● **TRECHO FORNECIDO**:
A independência das colônias africanas ainda impôs o custo de receber mais de 500 mil refugiados, formada especialmente por pessoas da classe média e operários. Voltaram desprovidos de dinheiro, abarrotados em quartos de hotéis, abandonados. Faltava gasolina, dinheiro nos bancos.

Mas havia uma notícia positiva para o governo Soares, que se iniciava. As diversas convulsões pelas quais o país passou levaram à fuga de mais de 10 mil técnicos qualificados nas mais diversas áreas para o exterior. Agora eles retornavam e eram essenciais para a indústria. Também empresários retornaram, dispostos a investir.

O PIB de Portugal galopava agora, o país alcançava seus pares europeus, era chamado de “Tiger economy” por economistas. Um governo prudente conseguiu reduzir a dívida pública a um patamar considerado baixo internacionalmente. Anteriormente, economistas julgavam que a redução daquela dívida custaria duas gerações.

● **TAREFAS A REALIZAR**:
**a.** De acordo com o trecho sobre a economia portuguesa, quantos técnicos qualificados tinham deixado o país rumo ao exterior?
**b.** Retome o trecho sobre a economia portuguesa a partir do ponto em que ele termina.

● **DADOS EXTRAÍDOS**:

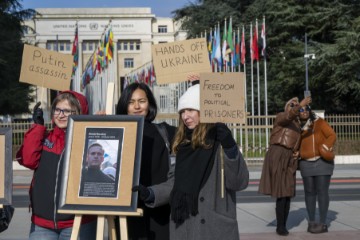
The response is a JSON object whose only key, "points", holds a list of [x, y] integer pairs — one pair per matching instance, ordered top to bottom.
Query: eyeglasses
{"points": [[307, 109], [66, 112]]}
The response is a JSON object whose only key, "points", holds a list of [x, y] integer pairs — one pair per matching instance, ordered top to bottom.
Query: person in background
{"points": [[43, 152], [94, 159], [156, 169], [315, 170], [92, 173], [278, 177], [202, 205]]}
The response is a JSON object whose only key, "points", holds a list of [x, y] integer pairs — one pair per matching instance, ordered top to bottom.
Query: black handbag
{"points": [[6, 214]]}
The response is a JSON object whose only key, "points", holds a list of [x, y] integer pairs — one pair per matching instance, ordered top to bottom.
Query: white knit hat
{"points": [[190, 99]]}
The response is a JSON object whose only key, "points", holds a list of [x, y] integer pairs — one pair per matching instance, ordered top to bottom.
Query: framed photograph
{"points": [[101, 163], [6, 173]]}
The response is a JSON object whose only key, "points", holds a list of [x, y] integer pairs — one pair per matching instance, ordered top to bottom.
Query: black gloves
{"points": [[38, 115], [224, 136], [144, 192]]}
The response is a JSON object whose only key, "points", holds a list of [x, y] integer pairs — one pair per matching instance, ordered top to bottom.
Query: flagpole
{"points": [[265, 83], [252, 84], [258, 84]]}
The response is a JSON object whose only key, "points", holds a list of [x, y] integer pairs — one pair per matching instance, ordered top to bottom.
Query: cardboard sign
{"points": [[173, 62], [46, 68], [222, 97]]}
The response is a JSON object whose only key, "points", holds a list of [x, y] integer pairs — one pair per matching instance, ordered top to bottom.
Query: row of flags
{"points": [[227, 50], [231, 50], [224, 55], [100, 58]]}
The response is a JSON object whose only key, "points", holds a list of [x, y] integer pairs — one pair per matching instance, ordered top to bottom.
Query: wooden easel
{"points": [[101, 222]]}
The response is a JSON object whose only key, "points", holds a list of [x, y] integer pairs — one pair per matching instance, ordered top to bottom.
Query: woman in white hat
{"points": [[203, 206]]}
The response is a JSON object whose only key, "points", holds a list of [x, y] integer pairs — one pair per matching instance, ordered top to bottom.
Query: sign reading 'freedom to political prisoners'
{"points": [[173, 62], [46, 68], [222, 97]]}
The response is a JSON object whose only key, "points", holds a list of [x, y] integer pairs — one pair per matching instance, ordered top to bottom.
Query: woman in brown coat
{"points": [[279, 169], [315, 170]]}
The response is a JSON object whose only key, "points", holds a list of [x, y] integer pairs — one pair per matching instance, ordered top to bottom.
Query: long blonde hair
{"points": [[198, 137]]}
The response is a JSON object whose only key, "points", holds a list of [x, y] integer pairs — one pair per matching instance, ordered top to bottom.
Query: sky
{"points": [[161, 8]]}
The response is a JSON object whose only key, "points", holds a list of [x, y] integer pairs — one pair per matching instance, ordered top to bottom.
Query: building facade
{"points": [[135, 30]]}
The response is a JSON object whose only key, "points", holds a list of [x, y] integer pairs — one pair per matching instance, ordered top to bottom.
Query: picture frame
{"points": [[116, 142], [6, 166]]}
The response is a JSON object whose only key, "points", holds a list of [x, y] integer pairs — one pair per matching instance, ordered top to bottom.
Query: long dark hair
{"points": [[126, 95]]}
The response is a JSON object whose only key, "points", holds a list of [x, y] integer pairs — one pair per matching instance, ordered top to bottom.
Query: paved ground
{"points": [[256, 220]]}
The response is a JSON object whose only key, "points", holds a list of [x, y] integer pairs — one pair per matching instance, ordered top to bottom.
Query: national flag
{"points": [[263, 36], [229, 39], [104, 44], [110, 45], [210, 45], [224, 46], [254, 47], [243, 48], [237, 49], [216, 50], [75, 51], [153, 76]]}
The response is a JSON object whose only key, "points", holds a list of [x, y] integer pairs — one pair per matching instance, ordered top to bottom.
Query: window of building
{"points": [[162, 29], [129, 45], [59, 46], [119, 46], [126, 46], [129, 63], [163, 102]]}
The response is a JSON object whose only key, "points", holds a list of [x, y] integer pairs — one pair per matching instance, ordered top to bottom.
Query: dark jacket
{"points": [[286, 130], [43, 152], [154, 170], [217, 215]]}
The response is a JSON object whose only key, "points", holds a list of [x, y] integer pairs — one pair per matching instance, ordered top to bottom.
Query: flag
{"points": [[229, 39], [264, 39], [104, 44], [110, 45], [210, 45], [254, 47], [243, 48], [237, 49], [216, 50], [75, 51], [225, 59], [153, 76]]}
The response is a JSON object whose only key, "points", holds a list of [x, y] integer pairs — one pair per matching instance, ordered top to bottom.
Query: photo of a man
{"points": [[95, 157], [94, 182]]}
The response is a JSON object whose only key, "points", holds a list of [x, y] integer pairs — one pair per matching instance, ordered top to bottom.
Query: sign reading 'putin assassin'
{"points": [[173, 62], [46, 68], [222, 97]]}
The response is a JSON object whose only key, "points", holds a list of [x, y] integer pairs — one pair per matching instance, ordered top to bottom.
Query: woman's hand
{"points": [[306, 101]]}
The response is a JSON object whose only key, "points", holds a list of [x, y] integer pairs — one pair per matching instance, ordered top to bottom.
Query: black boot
{"points": [[280, 219]]}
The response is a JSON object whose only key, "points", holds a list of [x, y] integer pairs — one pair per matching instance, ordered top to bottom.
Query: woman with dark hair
{"points": [[317, 137], [279, 169], [156, 171]]}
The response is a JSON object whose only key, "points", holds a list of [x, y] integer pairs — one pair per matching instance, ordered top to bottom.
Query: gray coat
{"points": [[217, 216]]}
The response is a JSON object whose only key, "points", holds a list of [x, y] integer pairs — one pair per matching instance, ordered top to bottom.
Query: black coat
{"points": [[154, 169]]}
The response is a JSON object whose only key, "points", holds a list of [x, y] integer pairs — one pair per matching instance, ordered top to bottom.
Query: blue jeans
{"points": [[87, 232]]}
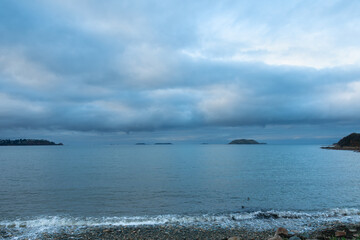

● **RESPOSTAS FINAIS**:
**a.** Mais de 10 mil técnicos qualificados.

**b.**
Novas leis para a área social colocaram o país na vanguarda dos direitos civis. O ensino melhorou muito.
Os partidos de direita sumiram – o mais à direita era o Partido Popular. OS comunistas ainda tinham uma imagem positiva, mas galgada a um certo esforço. A excelente gestão que realizaram em Évora foi um desses fatores.

Portugal serviu de modelo para a recuperação dos países do leste europeu. Até Havel foi ao país para se aconselhar sobre uma nova Constituição tcheca. Lech Walesa foi a Fátima, agradecer pela livertação da Polônia.

Depois veio o Cristiano Ronaldo... J    


Rubem L. de F. Auto

Fonte: livro “A primeira aldeia global”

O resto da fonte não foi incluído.